** BEGIN MATERIAL SUPPLIED **
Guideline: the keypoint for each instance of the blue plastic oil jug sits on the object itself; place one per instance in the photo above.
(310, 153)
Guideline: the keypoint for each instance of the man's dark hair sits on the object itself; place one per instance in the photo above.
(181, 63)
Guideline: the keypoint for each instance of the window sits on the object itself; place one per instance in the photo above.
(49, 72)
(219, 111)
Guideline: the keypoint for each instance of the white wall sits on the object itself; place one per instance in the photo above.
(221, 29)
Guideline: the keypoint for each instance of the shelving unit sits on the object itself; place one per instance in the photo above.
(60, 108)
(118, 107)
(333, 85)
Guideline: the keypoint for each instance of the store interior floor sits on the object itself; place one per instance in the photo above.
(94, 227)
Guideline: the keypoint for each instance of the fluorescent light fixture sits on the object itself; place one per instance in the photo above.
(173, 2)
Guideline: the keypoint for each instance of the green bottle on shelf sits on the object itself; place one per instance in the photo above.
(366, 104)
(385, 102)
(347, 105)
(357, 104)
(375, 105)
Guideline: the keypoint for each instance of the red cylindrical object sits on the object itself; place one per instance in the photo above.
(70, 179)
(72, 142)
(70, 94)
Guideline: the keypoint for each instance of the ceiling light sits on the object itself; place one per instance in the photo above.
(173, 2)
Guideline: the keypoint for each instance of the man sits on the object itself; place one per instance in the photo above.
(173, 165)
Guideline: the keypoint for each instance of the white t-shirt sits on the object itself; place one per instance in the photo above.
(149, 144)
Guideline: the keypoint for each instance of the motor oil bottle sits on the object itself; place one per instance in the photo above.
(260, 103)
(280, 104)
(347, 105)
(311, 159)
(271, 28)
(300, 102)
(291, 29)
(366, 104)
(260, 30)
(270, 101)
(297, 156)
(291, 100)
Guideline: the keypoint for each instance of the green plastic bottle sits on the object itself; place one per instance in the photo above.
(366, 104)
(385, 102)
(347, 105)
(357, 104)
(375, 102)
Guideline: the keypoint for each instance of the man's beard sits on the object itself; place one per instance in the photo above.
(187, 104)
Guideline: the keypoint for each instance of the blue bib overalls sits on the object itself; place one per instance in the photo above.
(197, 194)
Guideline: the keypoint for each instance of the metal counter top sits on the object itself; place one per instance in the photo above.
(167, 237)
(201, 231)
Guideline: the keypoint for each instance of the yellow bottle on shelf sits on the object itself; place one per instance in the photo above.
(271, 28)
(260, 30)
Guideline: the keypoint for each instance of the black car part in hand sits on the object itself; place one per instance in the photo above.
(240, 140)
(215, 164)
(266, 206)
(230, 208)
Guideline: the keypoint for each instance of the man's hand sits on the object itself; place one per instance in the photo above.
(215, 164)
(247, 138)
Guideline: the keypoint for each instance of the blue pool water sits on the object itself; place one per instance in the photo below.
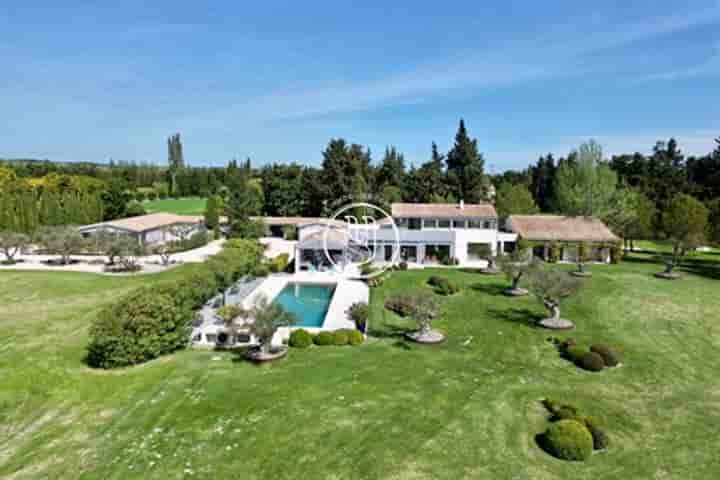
(309, 302)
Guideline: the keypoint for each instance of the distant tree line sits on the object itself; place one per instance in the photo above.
(629, 191)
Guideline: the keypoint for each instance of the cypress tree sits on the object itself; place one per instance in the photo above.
(465, 165)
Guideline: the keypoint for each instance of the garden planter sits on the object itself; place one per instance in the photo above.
(516, 292)
(432, 337)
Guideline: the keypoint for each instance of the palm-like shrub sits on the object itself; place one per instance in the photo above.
(64, 241)
(267, 317)
(12, 243)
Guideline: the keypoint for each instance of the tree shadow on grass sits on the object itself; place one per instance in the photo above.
(489, 288)
(522, 316)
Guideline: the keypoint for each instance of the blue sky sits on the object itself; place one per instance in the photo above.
(90, 80)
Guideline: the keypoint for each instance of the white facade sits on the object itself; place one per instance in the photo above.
(432, 239)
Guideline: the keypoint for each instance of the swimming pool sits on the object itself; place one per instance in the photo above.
(309, 302)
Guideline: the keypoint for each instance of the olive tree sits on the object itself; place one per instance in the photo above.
(64, 241)
(165, 251)
(12, 243)
(230, 314)
(685, 224)
(551, 288)
(265, 319)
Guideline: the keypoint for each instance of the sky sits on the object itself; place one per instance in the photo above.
(276, 80)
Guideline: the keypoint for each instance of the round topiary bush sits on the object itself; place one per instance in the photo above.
(323, 339)
(340, 338)
(300, 338)
(610, 356)
(569, 440)
(592, 362)
(575, 353)
(355, 337)
(600, 438)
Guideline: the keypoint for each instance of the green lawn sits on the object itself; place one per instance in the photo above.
(467, 409)
(180, 206)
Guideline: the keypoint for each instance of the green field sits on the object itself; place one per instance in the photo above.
(180, 206)
(389, 410)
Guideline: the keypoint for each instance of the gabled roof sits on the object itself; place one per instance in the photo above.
(443, 210)
(144, 223)
(560, 228)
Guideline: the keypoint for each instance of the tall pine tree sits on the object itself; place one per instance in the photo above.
(465, 166)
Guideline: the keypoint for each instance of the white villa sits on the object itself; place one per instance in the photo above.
(426, 235)
(152, 229)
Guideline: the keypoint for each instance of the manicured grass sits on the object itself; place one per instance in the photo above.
(466, 409)
(180, 206)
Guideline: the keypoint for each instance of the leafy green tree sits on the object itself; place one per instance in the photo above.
(542, 184)
(391, 172)
(586, 186)
(212, 212)
(115, 200)
(551, 288)
(427, 183)
(12, 243)
(465, 168)
(685, 224)
(514, 200)
(242, 204)
(7, 179)
(714, 221)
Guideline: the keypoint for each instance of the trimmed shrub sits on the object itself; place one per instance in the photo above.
(569, 440)
(323, 339)
(610, 356)
(400, 303)
(358, 313)
(592, 362)
(300, 338)
(355, 337)
(340, 337)
(600, 438)
(575, 353)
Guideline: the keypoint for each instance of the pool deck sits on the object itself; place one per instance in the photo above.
(346, 293)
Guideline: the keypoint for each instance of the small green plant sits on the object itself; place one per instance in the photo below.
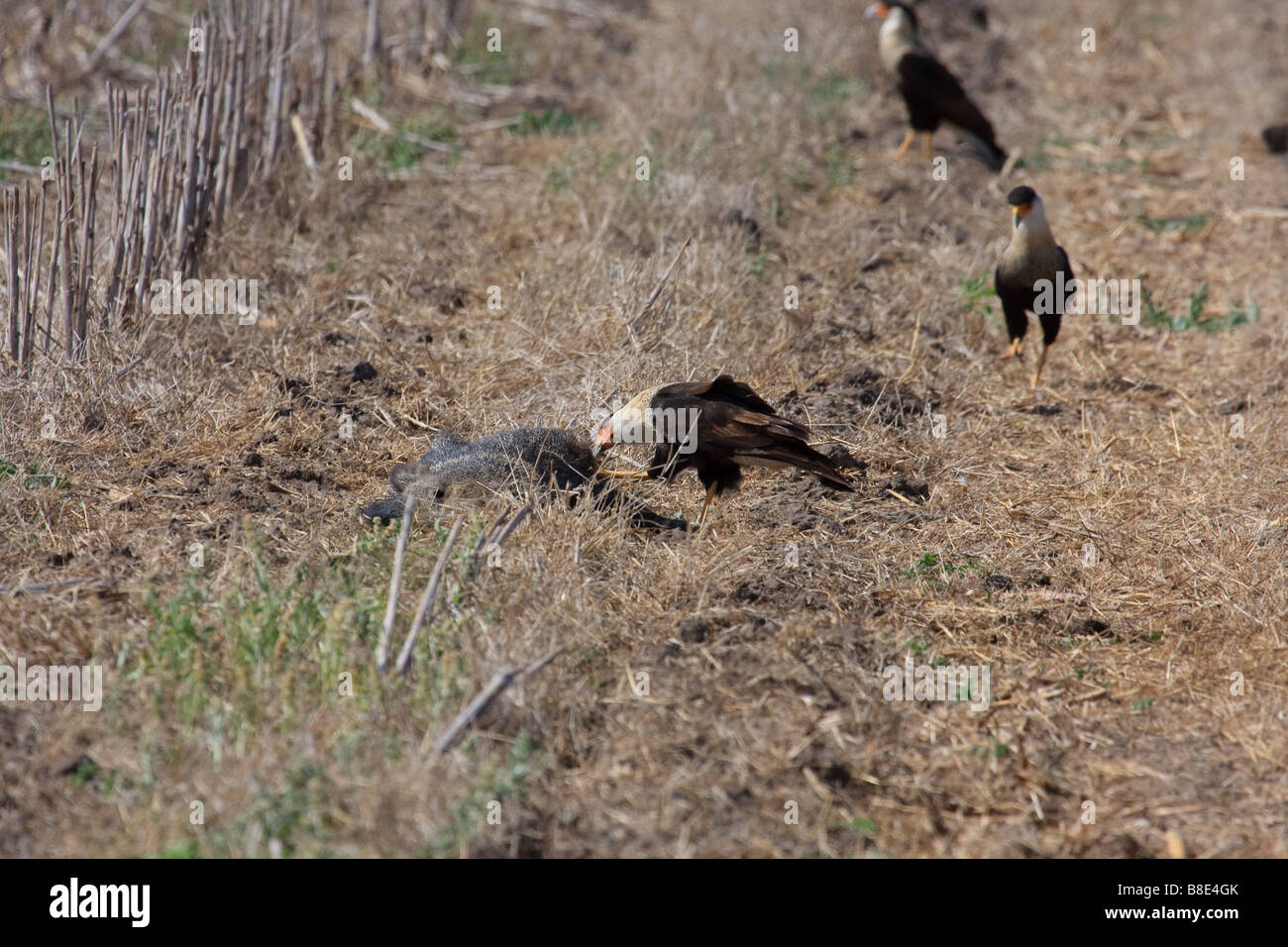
(864, 826)
(1196, 313)
(35, 476)
(550, 121)
(975, 291)
(24, 136)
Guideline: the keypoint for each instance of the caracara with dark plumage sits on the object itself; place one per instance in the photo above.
(930, 91)
(716, 428)
(1030, 258)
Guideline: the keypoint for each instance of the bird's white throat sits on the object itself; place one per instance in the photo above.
(896, 38)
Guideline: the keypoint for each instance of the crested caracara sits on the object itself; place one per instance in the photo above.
(715, 428)
(1030, 258)
(930, 91)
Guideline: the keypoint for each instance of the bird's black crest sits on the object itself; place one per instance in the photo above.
(1021, 195)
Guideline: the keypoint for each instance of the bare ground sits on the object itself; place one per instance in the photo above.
(1144, 678)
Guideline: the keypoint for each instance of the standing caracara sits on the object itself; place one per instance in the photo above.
(1031, 257)
(930, 91)
(715, 428)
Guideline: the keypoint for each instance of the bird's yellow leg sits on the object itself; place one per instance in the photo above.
(907, 141)
(711, 496)
(631, 474)
(1037, 375)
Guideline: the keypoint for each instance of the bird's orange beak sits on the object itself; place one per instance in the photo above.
(603, 441)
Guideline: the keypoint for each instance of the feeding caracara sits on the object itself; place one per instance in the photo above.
(715, 428)
(930, 91)
(1031, 257)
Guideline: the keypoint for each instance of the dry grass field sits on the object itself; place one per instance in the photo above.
(1109, 547)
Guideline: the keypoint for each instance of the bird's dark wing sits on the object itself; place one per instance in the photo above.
(930, 89)
(742, 436)
(722, 389)
(1016, 296)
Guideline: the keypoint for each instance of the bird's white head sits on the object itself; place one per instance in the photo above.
(898, 30)
(629, 423)
(1028, 214)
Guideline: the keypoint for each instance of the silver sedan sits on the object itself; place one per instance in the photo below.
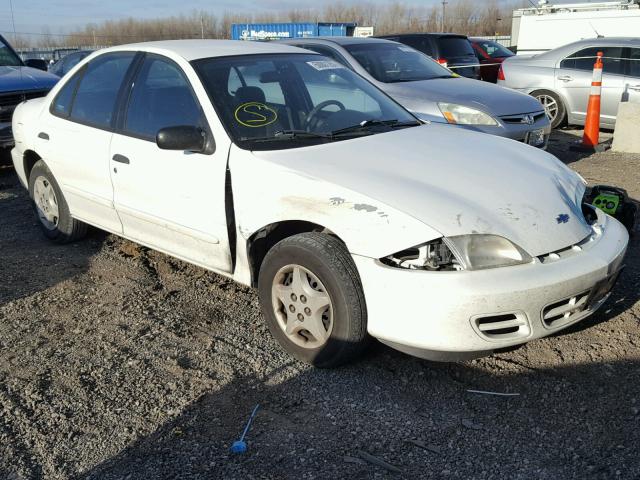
(432, 92)
(561, 78)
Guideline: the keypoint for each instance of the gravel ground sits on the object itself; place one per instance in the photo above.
(117, 362)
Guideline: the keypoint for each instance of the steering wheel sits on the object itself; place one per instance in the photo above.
(321, 106)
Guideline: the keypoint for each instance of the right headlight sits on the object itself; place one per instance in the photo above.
(463, 252)
(463, 115)
(479, 251)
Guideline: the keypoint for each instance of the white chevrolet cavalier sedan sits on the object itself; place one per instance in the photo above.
(286, 171)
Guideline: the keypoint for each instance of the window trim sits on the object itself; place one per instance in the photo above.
(625, 59)
(343, 60)
(82, 71)
(123, 102)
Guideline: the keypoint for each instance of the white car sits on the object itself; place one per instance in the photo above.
(285, 171)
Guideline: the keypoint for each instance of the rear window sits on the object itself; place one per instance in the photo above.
(454, 47)
(494, 49)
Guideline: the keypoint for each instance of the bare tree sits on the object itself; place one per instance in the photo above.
(469, 17)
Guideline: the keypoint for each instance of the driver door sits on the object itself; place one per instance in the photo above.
(172, 201)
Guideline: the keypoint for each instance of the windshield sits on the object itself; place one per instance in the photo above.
(7, 57)
(269, 102)
(392, 62)
(493, 49)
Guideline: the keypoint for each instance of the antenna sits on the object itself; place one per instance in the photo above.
(13, 22)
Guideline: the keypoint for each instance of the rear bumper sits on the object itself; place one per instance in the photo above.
(455, 315)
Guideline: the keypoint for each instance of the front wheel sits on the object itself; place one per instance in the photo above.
(51, 207)
(312, 299)
(553, 107)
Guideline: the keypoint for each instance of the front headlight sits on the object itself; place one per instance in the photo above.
(464, 252)
(479, 251)
(461, 115)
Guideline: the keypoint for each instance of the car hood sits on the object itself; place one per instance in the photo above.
(25, 78)
(486, 96)
(456, 182)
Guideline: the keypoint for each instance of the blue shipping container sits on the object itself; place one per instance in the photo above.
(274, 31)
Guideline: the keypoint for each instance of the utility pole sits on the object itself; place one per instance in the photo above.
(444, 4)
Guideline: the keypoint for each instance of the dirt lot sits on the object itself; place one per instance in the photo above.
(117, 362)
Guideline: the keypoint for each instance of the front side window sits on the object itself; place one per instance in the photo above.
(451, 47)
(7, 57)
(96, 96)
(62, 103)
(422, 44)
(161, 97)
(392, 63)
(269, 102)
(584, 59)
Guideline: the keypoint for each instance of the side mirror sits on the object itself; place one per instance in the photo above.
(37, 63)
(183, 137)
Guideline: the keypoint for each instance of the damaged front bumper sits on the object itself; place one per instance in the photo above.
(454, 315)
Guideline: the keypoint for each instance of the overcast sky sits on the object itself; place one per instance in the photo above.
(62, 15)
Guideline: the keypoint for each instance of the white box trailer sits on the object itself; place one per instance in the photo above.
(538, 29)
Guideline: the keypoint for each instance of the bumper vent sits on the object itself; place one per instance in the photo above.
(560, 313)
(503, 326)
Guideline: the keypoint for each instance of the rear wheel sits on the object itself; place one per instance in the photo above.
(51, 208)
(312, 299)
(553, 107)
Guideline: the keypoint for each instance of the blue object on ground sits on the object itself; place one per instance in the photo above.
(240, 446)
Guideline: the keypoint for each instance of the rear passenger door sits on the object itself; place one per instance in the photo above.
(574, 75)
(75, 137)
(173, 201)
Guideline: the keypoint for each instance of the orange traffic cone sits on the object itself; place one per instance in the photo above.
(591, 136)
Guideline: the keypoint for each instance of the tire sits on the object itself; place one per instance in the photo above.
(547, 97)
(325, 259)
(58, 226)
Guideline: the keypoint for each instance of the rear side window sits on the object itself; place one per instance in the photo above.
(584, 60)
(96, 96)
(62, 103)
(161, 97)
(634, 62)
(455, 47)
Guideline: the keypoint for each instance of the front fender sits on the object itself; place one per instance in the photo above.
(266, 193)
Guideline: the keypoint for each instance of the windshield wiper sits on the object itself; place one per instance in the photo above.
(289, 135)
(366, 125)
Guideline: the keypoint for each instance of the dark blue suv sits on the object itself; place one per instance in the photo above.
(19, 81)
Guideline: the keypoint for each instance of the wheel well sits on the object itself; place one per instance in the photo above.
(259, 244)
(30, 159)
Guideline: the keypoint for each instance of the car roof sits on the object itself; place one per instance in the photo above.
(196, 49)
(422, 34)
(337, 40)
(597, 42)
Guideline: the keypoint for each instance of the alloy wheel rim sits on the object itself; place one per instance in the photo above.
(302, 306)
(550, 106)
(46, 203)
** END MATERIAL SUPPLIED **
▸ **STATED PROBLEM**
Give back the lines above exactly, from the one with "Guideline: the keypoint for each instance of the front fender" through the last line.

▸ **TASK OUTPUT**
Guideline: the keypoint for each instance of the front fender sits on the object itself; place one per instance in the photo above.
(266, 193)
Guideline: the keypoint for each instance of the windshield wiper sits on the object itself; place one per instance in the photo above.
(289, 135)
(366, 125)
Guideline: the keypoint for each instance of the dark blue suv sits on the object itself; place one per instance in the photo above.
(19, 81)
Guideline: the keypoint for each instance of the wheel well sits on the object itself; place one per instance in the photo above.
(259, 244)
(30, 159)
Guideline: the keypoint for each instance of the car roof sits on the object itself; place one per instance in the photo above.
(196, 49)
(422, 34)
(337, 40)
(597, 42)
Guideline: the keypoint for each instance of the alloy wheel rim sits on the object itself; place one per instance in the photo above.
(302, 306)
(550, 106)
(46, 203)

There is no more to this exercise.